CONSIGNES:
1. Relevez toutes les personnes désignées par leur nom dans le texte sur le Festival Berlioz.
2. Dans les entrées de la collection, recopiez intégralement les lignes qui vont de la ligne contenant « Please locate the utility » jusqu'à la ligne contenant « (1177, 324) », toutes deux incluses, en décalant chaque coordonnée de -114.

TEXTE À LIRE:
------------------------------------
Mais on n’aurait garde d’oublier les concerts annexes, qui laissent une part plus congrue à Berlioz et à ses grandes œuvres, et illustrent en l’espèce (mieux) le thème choisi pour cette édition dédiée aux « sorcières ». On relève aussi le succès croissant de l’entreprise, année après année, depuis sa prise en main par Bruno Messina, avec des concerts et manifestations où le public fait le plein. Le Festival Berlioz, qui réunit accessoirement toute la presse spécialisée, s’inscrit désormais parmi les manifestations musicales courues de l’été français. Beau résultat !
Et ce, en dépit – il faut bien le déplorer – de la dégradation que subit depuis ces dernières années la petite commune : dégradation architecturale, avec nombre de bâtiments historiques à l’état de ruine ou démolis d’une année sur l’autre (à quand le tour de l’église XIXe siècle, laissée pitoyablement à l’abandon à l’entrée de la bourgade ?), et des constructions de béton et de spéculation immobilière passe-partout qui défigurent ce qui reste (et restait encore il y a une trentaine d’années) dans l’intérieur d’un ancien tracé médiéval ; jusques et compris dans un secteur théoriquement « sauvegardé », face au Musée, contrevenant à toute prescription officielle. Mais aussi, conséquence induite, la dégradation de la petite vie urbaine, où les commerces ferment, où il est dorénavant impossible de trouver un café ou restaurant, parmi les derniers encore restants, ouvert tard en soirée (et après concert), dans des ruelles désertes ou devenues mal famées. La Côte s’est convertie, le temps passant, comme une manière de banlieue, de Lyon ou de Grenoble, sans réelle vie autochtone. Triste constat ! Et réceptacle peu propice à une fête estivale !
On notera aussi, toujours au chapitre des remarques générales, la mise en sommeil, pour l’instant du moins, du Jeune Orchestre Européen Hector Berlioz. L’avenir dira ce qu’il en est de cette belle entreprise, créée sous l’égide de François-Xavier Roth et qui se produisait au festival depuis 2010. Mais on comprend que Roth, en lourde charge de « Generalmusikdirektor » de la Ville de Cologne depuis octobre 2015, en sus de son orchestre les Siècles, ne puisse indéfiniment multiplier ses responsabilités.
------------------------------------
Entrées de la collection
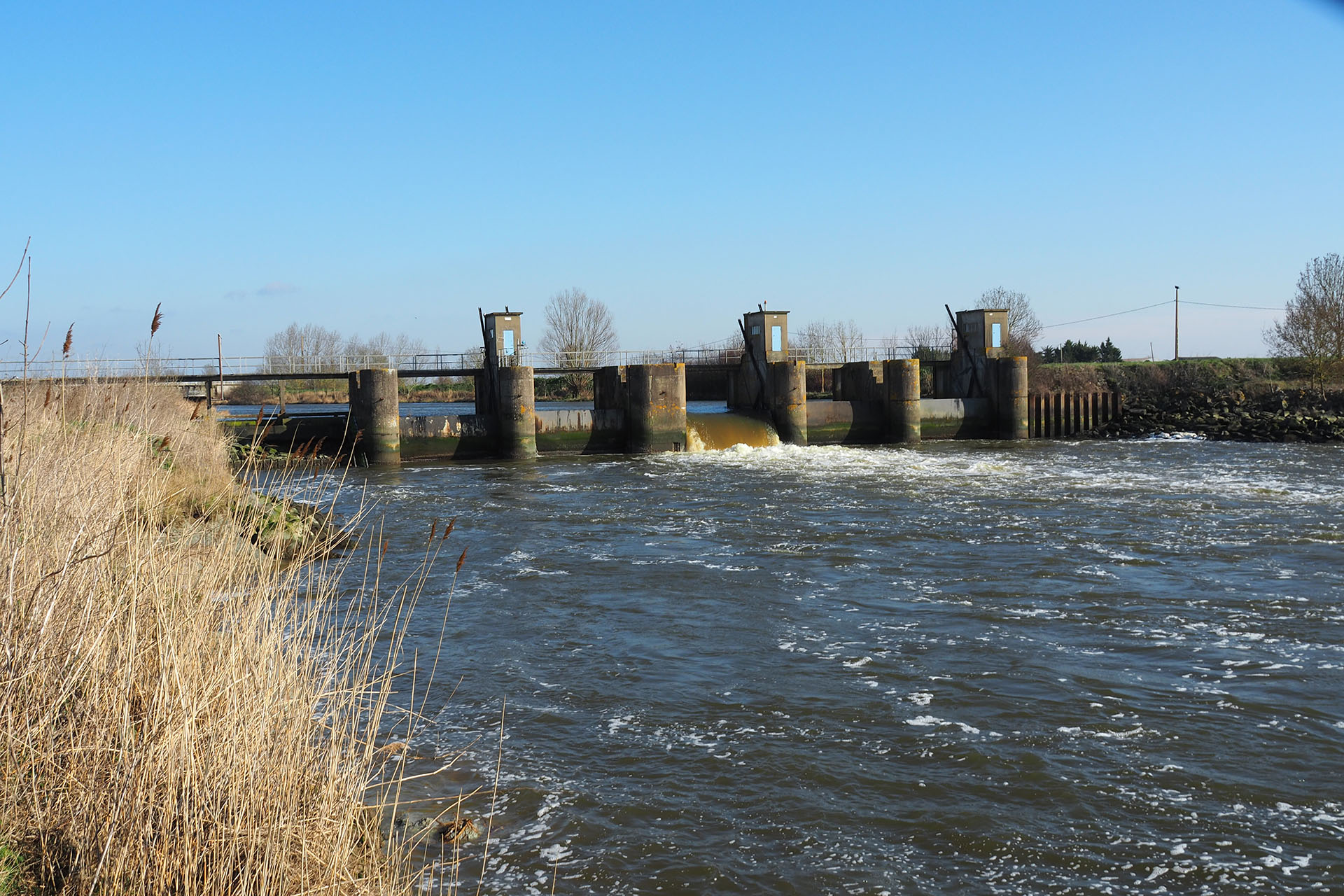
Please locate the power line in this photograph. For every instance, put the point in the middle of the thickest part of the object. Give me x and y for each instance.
(1104, 316)
(1259, 308)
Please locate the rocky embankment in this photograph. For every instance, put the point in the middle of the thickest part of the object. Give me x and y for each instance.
(1278, 415)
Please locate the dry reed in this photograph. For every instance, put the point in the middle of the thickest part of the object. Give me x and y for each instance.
(181, 711)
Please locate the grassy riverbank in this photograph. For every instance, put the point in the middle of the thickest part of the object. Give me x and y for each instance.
(1253, 399)
(179, 710)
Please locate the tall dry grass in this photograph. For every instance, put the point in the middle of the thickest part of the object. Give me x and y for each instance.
(181, 713)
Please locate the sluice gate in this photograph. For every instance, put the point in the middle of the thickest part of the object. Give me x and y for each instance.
(641, 409)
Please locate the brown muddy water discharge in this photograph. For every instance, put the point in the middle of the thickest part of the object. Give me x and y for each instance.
(967, 668)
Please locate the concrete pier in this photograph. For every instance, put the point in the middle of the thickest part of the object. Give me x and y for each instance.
(790, 400)
(1012, 398)
(655, 412)
(375, 414)
(905, 412)
(517, 414)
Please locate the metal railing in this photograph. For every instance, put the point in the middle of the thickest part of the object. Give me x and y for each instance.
(436, 363)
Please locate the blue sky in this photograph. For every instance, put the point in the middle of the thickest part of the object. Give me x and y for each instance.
(393, 167)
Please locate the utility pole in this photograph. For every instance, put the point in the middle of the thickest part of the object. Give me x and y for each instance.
(1177, 324)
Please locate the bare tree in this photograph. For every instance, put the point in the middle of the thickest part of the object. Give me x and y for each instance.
(578, 330)
(302, 348)
(1023, 326)
(929, 343)
(824, 342)
(384, 348)
(1313, 318)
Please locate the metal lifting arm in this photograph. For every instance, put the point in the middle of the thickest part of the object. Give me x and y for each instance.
(961, 342)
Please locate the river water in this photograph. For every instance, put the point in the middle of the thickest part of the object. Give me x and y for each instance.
(967, 668)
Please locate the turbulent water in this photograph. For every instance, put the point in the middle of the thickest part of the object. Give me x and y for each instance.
(1032, 668)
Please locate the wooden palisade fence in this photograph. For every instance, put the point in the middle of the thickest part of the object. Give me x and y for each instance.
(1053, 415)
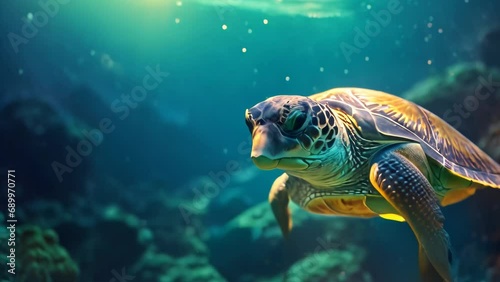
------------------------------------
RÉSULTATS ATTENDUS:
1. Hector Berlioz, Bruno Messina, François-Xavier Roth

2.
Please locate the utility pole in this photograph. For every instance, put the point in the middle of the thickest part of the object. Give me x and y for each instance.
(1063, 210)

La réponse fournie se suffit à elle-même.